──────── Extrait présenté
PB : Vous témoignez de quelque chose qui voisine ce qui est au cœur de la psychanalyse. Comment certains mots font traces, comment le langage fait trace et comment le sujet doit se séparer de ces traces. Ici, ce sont des textes poétiques qui font marques. On pense également en vous entendant aux célèbres épiphanies de Joyce, phrases recueillies au hasard et qu’il incluait dans le texte de ses œuvres.

CC : Cela ressemble en effet, d’autant que je cite parfois ma mère, entre beaucoup d’autres exemples et citations de textes, et que sa musicalité de langage est présente. Elle-même s’y reconnait ! Pour continuer sur la question de l’écriture, une fois que le texte est proposé aux actrices, il comporte des trous. Il y a des sauts, pour des raisons poétiques.

PB : Une discontinuité.
────────────────
──────── Entrées répertoriées
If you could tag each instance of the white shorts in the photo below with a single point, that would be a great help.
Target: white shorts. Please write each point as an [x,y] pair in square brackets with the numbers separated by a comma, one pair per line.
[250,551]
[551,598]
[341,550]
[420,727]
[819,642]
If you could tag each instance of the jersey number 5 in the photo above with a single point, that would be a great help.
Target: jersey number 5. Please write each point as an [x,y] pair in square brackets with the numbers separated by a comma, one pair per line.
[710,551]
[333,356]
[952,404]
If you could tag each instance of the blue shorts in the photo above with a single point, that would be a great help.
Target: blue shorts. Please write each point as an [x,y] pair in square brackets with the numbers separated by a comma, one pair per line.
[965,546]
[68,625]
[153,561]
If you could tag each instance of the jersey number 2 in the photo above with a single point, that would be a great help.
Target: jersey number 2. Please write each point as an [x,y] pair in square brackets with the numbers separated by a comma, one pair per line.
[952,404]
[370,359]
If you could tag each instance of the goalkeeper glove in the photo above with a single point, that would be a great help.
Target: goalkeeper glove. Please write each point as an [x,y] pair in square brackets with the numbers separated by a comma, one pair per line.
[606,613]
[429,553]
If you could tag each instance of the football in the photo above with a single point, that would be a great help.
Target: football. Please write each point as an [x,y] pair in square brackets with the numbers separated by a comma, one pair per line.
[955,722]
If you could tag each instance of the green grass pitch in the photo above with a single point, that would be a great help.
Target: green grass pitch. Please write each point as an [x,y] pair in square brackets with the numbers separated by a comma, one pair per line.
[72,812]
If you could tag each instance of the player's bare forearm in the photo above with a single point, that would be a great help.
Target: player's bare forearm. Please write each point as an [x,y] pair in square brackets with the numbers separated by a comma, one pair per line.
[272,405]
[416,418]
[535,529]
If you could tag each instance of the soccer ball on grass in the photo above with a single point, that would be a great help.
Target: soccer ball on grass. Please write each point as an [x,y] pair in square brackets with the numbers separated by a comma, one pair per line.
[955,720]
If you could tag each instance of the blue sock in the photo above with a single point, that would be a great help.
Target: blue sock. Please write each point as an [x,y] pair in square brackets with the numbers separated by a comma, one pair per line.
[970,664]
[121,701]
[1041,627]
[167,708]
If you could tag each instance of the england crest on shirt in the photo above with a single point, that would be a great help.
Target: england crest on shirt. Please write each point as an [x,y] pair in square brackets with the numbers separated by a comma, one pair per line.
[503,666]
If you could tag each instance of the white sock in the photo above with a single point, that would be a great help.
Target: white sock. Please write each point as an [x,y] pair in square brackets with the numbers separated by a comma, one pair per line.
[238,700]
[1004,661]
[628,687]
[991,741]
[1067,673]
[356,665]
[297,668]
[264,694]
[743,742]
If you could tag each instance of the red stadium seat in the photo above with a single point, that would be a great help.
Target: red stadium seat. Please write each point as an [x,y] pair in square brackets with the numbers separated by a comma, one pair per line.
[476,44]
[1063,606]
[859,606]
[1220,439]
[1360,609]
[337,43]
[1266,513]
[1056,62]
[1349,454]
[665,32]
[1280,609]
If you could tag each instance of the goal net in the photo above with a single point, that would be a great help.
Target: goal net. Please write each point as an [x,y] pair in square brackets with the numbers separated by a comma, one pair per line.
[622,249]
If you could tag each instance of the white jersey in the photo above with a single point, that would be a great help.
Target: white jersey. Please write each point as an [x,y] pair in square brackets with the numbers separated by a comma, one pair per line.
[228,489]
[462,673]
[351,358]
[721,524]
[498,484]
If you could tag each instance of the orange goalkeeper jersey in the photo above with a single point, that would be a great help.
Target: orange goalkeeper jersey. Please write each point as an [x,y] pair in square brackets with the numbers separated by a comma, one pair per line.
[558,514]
────────────────
### Consigne:
Reproduisez mot pour mot le passage de l'extrait sur l'écriture qui s'ouvre sur les mots « PB : Vous témoignez » et se clôt sur « de ses œuvres. ».

### Réponse:
PB : Vous témoignez de quelque chose qui voisine ce qui est au cœur de la psychanalyse. Comment certains mots font traces, comment le langage fait trace et comment le sujet doit se séparer de ces traces. Ici, ce sont des textes poétiques qui font marques. On pense également en vous entendant aux célèbres épiphanies de Joyce, phrases recueillies au hasard et qu’il incluait dans le texte de ses œuvres.